### [Your task]
Repeat each entry as written, dropping any picture you find.

# # # # # # #

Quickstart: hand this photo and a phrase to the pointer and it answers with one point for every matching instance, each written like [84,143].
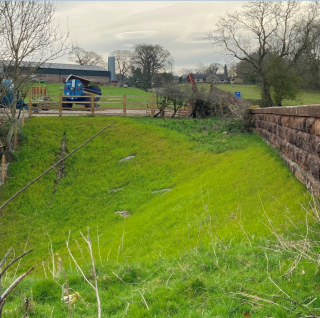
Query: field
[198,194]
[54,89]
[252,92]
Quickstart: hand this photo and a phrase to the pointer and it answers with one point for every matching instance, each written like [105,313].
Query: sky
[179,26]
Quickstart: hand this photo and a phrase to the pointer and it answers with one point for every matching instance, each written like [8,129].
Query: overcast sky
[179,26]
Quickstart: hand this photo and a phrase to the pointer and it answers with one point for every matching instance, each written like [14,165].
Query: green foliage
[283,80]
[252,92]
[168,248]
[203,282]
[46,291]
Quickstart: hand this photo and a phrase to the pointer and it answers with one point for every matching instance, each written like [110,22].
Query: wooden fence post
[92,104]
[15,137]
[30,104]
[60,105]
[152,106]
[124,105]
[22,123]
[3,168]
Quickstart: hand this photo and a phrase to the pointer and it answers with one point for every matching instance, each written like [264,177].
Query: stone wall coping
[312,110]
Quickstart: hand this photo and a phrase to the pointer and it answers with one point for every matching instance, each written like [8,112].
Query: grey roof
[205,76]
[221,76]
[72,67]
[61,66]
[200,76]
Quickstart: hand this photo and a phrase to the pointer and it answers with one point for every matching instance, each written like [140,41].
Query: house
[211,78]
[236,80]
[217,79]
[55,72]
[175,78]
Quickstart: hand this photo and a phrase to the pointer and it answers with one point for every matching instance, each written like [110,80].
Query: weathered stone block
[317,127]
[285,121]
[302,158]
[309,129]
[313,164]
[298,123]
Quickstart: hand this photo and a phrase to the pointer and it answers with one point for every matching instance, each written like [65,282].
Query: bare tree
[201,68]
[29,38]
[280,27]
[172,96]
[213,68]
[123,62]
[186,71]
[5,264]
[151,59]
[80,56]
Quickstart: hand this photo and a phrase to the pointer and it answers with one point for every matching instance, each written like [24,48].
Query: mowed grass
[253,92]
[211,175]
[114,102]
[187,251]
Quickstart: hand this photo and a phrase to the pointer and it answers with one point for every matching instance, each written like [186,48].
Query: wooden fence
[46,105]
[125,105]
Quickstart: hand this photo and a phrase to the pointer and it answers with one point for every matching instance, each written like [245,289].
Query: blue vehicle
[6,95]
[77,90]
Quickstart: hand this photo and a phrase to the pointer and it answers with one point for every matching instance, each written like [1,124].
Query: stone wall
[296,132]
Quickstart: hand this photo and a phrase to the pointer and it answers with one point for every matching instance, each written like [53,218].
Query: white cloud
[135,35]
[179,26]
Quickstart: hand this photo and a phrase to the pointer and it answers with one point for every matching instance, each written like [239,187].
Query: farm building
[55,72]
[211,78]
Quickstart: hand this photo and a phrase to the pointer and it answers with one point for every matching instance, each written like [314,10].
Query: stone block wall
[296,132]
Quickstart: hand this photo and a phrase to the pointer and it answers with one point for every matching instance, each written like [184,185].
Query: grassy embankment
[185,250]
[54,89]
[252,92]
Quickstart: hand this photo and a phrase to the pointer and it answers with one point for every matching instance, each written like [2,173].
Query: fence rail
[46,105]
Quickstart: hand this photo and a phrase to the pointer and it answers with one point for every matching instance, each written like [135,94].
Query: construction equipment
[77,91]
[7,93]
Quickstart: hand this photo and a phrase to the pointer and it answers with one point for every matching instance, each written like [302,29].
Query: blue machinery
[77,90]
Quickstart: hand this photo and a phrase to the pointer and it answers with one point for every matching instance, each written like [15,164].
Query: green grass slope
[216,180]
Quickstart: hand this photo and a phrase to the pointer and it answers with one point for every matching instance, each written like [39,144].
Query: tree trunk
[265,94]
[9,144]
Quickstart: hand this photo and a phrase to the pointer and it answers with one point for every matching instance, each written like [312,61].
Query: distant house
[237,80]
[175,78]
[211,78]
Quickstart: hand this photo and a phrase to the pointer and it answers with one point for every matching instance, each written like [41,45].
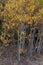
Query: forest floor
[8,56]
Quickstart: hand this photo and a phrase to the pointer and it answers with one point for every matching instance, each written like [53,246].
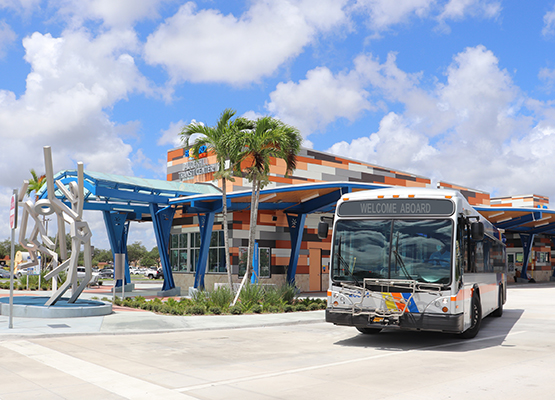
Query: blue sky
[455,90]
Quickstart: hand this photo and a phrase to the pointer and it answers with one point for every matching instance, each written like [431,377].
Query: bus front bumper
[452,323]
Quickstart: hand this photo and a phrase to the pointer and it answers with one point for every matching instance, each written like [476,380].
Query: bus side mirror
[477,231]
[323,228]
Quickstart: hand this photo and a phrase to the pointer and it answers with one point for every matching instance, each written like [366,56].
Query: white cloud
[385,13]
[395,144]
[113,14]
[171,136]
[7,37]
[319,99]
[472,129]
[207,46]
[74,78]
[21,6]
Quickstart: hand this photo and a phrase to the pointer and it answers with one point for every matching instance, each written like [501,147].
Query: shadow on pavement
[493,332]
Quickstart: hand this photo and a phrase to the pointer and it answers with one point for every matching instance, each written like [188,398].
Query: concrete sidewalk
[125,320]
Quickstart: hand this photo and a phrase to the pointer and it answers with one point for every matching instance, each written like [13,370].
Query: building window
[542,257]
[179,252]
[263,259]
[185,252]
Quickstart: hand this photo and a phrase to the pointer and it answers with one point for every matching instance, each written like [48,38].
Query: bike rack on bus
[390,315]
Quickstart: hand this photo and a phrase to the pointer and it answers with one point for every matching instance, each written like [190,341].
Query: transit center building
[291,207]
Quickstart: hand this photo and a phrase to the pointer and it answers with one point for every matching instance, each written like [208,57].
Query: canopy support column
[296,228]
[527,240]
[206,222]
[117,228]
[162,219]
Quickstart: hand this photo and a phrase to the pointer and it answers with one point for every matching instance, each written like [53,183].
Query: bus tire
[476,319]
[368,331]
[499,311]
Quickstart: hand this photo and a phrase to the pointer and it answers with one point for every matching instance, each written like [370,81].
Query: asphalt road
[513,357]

# # # # # # #

### [Result of the task]
Quickstart: hand this photo and a phrase to the pointer and it answers with one point for every matching instance, each written like [84,143].
Query: field
[198,194]
[54,89]
[252,92]
Quickstart: hand this photo and a phrase to the pointer and it answers with one point for every matching instance, each written like [105,313].
Query: sky
[179,26]
Quickstart: hand this photo and a phrase to the pointer and it answers with one point for every matching instance, each written like [8,129].
Query: overcast sky
[179,26]
Quickstart: hand this photo and a phrase to the pointer and it answers with one point for every matching instance, each written like [14,165].
Query: green foliage
[283,80]
[252,92]
[168,248]
[203,282]
[46,291]
Quickstart: hand this photo and a phrase to the pointer and it answers with one point for every matching instance, each written like [110,22].
Query: wooden fence post
[92,104]
[15,137]
[30,104]
[60,105]
[152,106]
[124,105]
[22,123]
[3,168]
Quickstart: hand this photo and a phrase to the pointer and it answers with one point for every matching instance, each written like [264,177].
Query: stone wall coping
[312,110]
Quickstart: hand this photo and a phrase to the pointer and it answers with one point for every matching instance, each written like [8,112].
Query: grey roof
[205,76]
[221,76]
[72,67]
[61,66]
[200,76]
Quickstart: hand this photo and a phrase to the pointer and it answers with one point for every matching instance, each written like [140,41].
Query: house
[211,78]
[236,80]
[217,79]
[55,72]
[175,78]
Quickstart: hand this photo and a phrase to the pointer and it answers with one point for every matching instance, each written like [110,80].
Query: weathered stone block
[317,127]
[285,121]
[302,158]
[309,129]
[313,164]
[298,123]
Quickstart: hand this photo and a phrase to the pointer and it answers with one point for every matching instance, each written like [65,282].
Query: bare tree
[201,68]
[29,38]
[280,27]
[172,96]
[213,68]
[123,62]
[186,71]
[5,264]
[151,59]
[80,56]
Quickstart: hand this photo and a phrase to the pointer and it answers with one point for every matching instance, each written like [24,48].
Query: mowed grass
[253,92]
[211,175]
[114,102]
[187,251]
Quickstart: hand this photo and a phrase to the pointer and it answers with one point for every matching instance, each written like [186,48].
Query: wooden fence
[46,105]
[125,105]
Quickstart: hand this photo and a phrase to the pointer and it answers with one point for every matching instance, each written like [245,289].
Query: blue vehicle
[6,95]
[77,90]
Quickstart: hand this photo and a phrase to the pointer and it answers with one point for every matching instance, each written like [1,124].
Query: stone wall
[296,132]
Quickstart: hand this photo and a phrase to the pointer and it answers with one point for every matching instance, each written like [53,218].
Query: white cloud
[135,35]
[179,26]
Quickstart: hand this photo and a phrase to the pointer and it answers with one point for every matching instance, each written like [239,187].
Query: farm building
[55,72]
[211,78]
Quickstart: hand this photo and a phrase to the pointer and it answers with one point for every matching instance, each written like [314,10].
Query: stone block wall
[296,132]
Quickstart: hand this photo and a phrase to the pointer and it answers with one point for every matching instance, each written like [184,185].
Query: grassy embankment
[185,250]
[54,89]
[252,92]
Quickstart: hand this photo and a phrase to the pointer and it answers with one point for every matching instance, each written like [2,173].
Query: fence rail
[46,105]
Quickstart: hand this photo and a phrase to the pointer and it answers with one point for every matching instance, each written like [135,94].
Query: construction equipment
[77,91]
[7,93]
Quickstart: hand this photo and a phrase to the pointer and it answers with one point for every matching instance, each written like [302,29].
Query: blue machinery
[77,90]
Quickstart: hand this photo and a phrase to the pointer and it answers with one point for every matching instance, each written like [15,164].
Query: green grass slope
[216,180]
Quickstart: hand this photo and a phrase to the pointer and it answers with one point for every matching instance, each written like [39,144].
Query: tree trunk
[265,94]
[9,144]
Quickstart: hand this photo and a phrase to the pointer and it answers with one point for every matching instance, each written like [312,61].
Query: distant house
[237,80]
[175,78]
[211,78]
Quickstart: hand this photo and a phrase to the pointer and it answers with one point for every matching instance, each written like [41,45].
Query: forest floor
[8,56]
Quickstart: hand this photo and a phrase to the pointer and it answers with one point for every matching instance, each written like [53,246].
Query: blue sky
[455,90]
Quickstart: hand this photo and a phrase to the pointer and it answers with one point for every matching instance, each written like [431,377].
Query: bus front bumper
[452,323]
Quickstart: hand this photo and a phrase to the pointer and it answers with one point for every matching instance, each written like [476,380].
Query: bus side mirror
[477,231]
[323,228]
Quickstart: hand this photo and a phrase to the pointer and it answers with one point for every matching instance, each written like [366,56].
Query: white cloud
[385,13]
[395,144]
[113,14]
[171,136]
[7,37]
[319,99]
[472,129]
[207,46]
[74,78]
[21,6]
Quickstart: hand this photo and a phrase to the pointer and it answers with one point for every matching instance, each written like [501,147].
Query: shadow on pavement
[493,332]
Quickstart: hand this photo and a phrase to the pointer and it answers with one point for every matching instance, each written like [188,398].
Query: concrete sidewalk
[125,320]
Quickstart: hand this photo and a phrase to the pointer and it answers with one point for every matching instance, each written like [13,370].
Query: building window
[542,257]
[179,252]
[263,259]
[185,252]
Quickstart: hand this photo and a phrase to the pointer and it answers with one point for every matching instance, each written like [48,38].
Query: bike rack on bus
[390,315]
Quickstart: hand this photo and a phrase to the pointer and it answers with one point for every matching instance, each written like [190,341].
Query: transit center building
[291,207]
Quickstart: hand this photo and a phrase to the pointer and it answers with one point for every matching instance, each written like [208,57].
Query: canopy support column
[296,228]
[527,240]
[206,222]
[117,228]
[162,219]
Quickstart: hand this photo and a phrase to the pointer and it answers with one point for every matching instance, each written like [53,183].
Query: bus tire
[476,319]
[368,331]
[499,311]
Quickstart: hand this photo and a phrase to the pointer and it answers with one point for every matching instance, each written like [370,81].
Query: asphalt road
[513,357]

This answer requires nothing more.